* **Given passage**:
Art

Mama Does “Night Fever” At Future Tenant

Outside view of ‘Night Fever’ at Future Tenant (all photos by Mama)

Co-founder’s Note: Why hello there, dearest Filthy Dreams readers! As you may recall on July 7, I opened the group show Night Fever, which I curated at Pittsburgh’s Future Tenant. It drew an opening crowd of over 1500 people (seriously). Of course, like Party Out Of Bounds: Nightlife As Activism Since 1980I can’t write about it myself since I take this objective journalism so seriously on Filthy Dreams. So I assigned my own mother to do it for me and well, she’s got pictures and a lot of…errr…thoughts! 

Disco here, disco there, disco here…oh!  Well, hello there, honeys!  What’s Mama doing?  Mama’s dusting off her old disco dance steps (cue Donna Summer’s “Love to Love You Baby”) after being so inspired at the current Pittsburgh exhibit Night Fever!

Why it brings back memories of Mama’s disco days.  And, yes, I was very, very young then. But, now in the ‘burgh, you can experience disco fever through Night Fever at Future Tenant, a non-profit art space
downtown on 819 Penn Avenue.  If you’re in and around the ‘burgh and haven’t seen it yet, yinz (sic) get dahntahn (sic) and check it aht (sic), n’at!  The exhibit runs through August 13, with a Summer Disco Ball on August 5.  Now, I know some of you Filthy Dreams readers live across the state, the country and the pond, so Mama did yinz a big favor and yanked her ever-present iPhone outta her purse and took pictures so that you could live vicariously.  You won’t have the fabulous background soundtrack of David Kornelly’s Disco Mixtapes, courtesy of Harrison Apple/Pittsburgh Queer History Project, but you’ll have to make do!

Full disclosure: the amazing curator of Night Fever is Mama’s very own, very talented daughter, Emily Colucci, your Filthy Dreams co-founder!  (Mama’s not biased at all.) Emily worked with a great gallery, Future Tenant, and some of the kindest and most talented artists for this show, including artists from Pittsburgh, New York, Rhode Island and Philadelphia.  (If I missed any it’s ’cause I’m flaky.)  Mama met some of these artists at the opening and, boy, are they nice!

Night Fever’s wall text

The works are so varied and all are beautiful, displayed on disco club black walls from Scott Andrew’s incredible front window installation A Girl Called Dusty (Mama wants to move in.  I’ll have to check into that) to Devan Shimoyama’s halcyon photographic remembrances of Fire Island. Pacifico Silano’s pastel photo of Olivia Newton John overlaid by hunky (Mama’s term) guys from a vintage porn magazine is stunning. Selections from the Terry Lee Show on WPGH, displayed on a TV screen, take me back (I remember the Terry Lee Show!). Adam Milner’s dancing is riveting and mesmerizing…as well as the false-eyelashes on gold. Speaking of mesmerizing, Hilary Harp + Suzie Silver‘s Robot Love video is pure disco fun, with the lighted square floors (Mama remembers lighted square floors!). Androxx‘s photographs of perfect-bodied men with disco song lyrics, tucked here and there, are definitely suitable for framing! Gabriel Martinez‘s Anthology–12 framed painted vinyl’s of Donna Summer’s catalogue–is remarkable, as is his impressive Live & More curtain. And last but not least, Bradley Wester‘s abstract works take me back to the disco clubs, the joy and, of course, the disco ball.

* **Supplied material**:
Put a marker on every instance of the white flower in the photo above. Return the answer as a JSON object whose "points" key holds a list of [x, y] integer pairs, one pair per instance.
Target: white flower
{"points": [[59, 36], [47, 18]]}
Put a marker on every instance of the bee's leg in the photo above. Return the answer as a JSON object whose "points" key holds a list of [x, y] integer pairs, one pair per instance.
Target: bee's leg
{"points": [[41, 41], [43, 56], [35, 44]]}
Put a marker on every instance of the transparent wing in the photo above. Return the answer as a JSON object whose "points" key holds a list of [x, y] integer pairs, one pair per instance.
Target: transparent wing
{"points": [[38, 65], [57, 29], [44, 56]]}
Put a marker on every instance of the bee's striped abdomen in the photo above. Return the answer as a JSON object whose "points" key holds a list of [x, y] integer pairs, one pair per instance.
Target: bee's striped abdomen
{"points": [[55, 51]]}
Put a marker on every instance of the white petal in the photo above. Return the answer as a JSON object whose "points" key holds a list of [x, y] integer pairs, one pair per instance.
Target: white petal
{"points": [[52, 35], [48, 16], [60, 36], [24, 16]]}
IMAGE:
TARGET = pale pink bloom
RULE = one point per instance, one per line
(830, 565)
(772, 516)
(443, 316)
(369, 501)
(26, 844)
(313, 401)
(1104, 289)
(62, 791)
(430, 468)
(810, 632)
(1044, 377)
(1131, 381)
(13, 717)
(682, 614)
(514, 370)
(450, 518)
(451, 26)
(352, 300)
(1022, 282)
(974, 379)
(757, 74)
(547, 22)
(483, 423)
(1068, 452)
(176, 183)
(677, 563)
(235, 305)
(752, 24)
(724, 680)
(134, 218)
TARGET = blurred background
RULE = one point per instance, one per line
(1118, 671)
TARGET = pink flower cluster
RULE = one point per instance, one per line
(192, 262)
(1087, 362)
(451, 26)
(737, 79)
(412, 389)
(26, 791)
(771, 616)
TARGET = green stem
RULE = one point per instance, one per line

* **Goal 1**:
Reproduce verbatim the part of the post about the Night Fever show from "Why it brings" up to and including "to make do!".
* **Goal 2**:
Quote the lines of the records exactly, from the line with "Put a marker on every instance of the bee's leg" up to and including the last line of the records.

* **Full response 1**:
Why it brings back memories of Mama’s disco days.  And, yes, I was very, very young then. But, now in the ‘burgh, you can experience disco fever through Night Fever at Future Tenant, a non-profit art space
downtown on 819 Penn Avenue.  If you’re in and around the ‘burgh and haven’t seen it yet, yinz (sic) get dahntahn (sic) and check it aht (sic), n’at!  The exhibit runs through August 13, with a Summer Disco Ball on August 5.  Now, I know some of you Filthy Dreams readers live across the state, the country and the pond, so Mama did yinz a big favor and yanked her ever-present iPhone outta her purse and took pictures so that you could live vicariously.  You won’t have the fabulous background soundtrack of David Kornelly’s Disco Mixtapes, courtesy of Harrison Apple/Pittsburgh Queer History Project, but you’ll have to make do!

* **Full response 2**:
Put a marker on every instance of the bee's leg in the photo above. Return the answer as a JSON object whose "points" key holds a list of [x, y] integer pairs, one pair per instance.
Target: bee's leg
{"points": [[41, 41], [43, 56], [35, 44]]}
Put a marker on every instance of the transparent wing in the photo above. Return the answer as a JSON object whose "points" key holds a list of [x, y] integer pairs, one pair per instance.
Target: transparent wing
{"points": [[38, 65], [57, 29], [44, 56]]}
Put a marker on every instance of the bee's striped abdomen in the photo above. Return the answer as a JSON object whose "points" key holds a list of [x, y] integer pairs, one pair per instance.
Target: bee's striped abdomen
{"points": [[55, 51]]}
Put a marker on every instance of the white petal in the photo above. Return the answer as a JSON object whose "points" key holds a list of [x, y] integer pairs, one pair per instance.
Target: white petal
{"points": [[52, 35], [48, 16], [60, 36], [24, 16]]}
IMAGE:
TARGET = pale pink bloom
RULE = one point per instance, one per line
(830, 565)
(772, 516)
(443, 316)
(369, 501)
(26, 844)
(313, 401)
(1104, 289)
(62, 791)
(430, 468)
(810, 632)
(1044, 377)
(1131, 381)
(13, 717)
(682, 614)
(514, 370)
(450, 518)
(451, 26)
(352, 300)
(1022, 282)
(974, 379)
(757, 74)
(547, 22)
(483, 423)
(1068, 452)
(176, 183)
(677, 563)
(235, 305)
(752, 24)
(724, 680)
(134, 218)
TARGET = blurred background
RULE = one point per instance, one per line
(1118, 671)
TARGET = pink flower cluster
RULE = one point per instance, one per line
(192, 262)
(1087, 362)
(451, 26)
(737, 79)
(412, 389)
(26, 791)
(771, 616)
TARGET = green stem
RULE = one point per instance, one per line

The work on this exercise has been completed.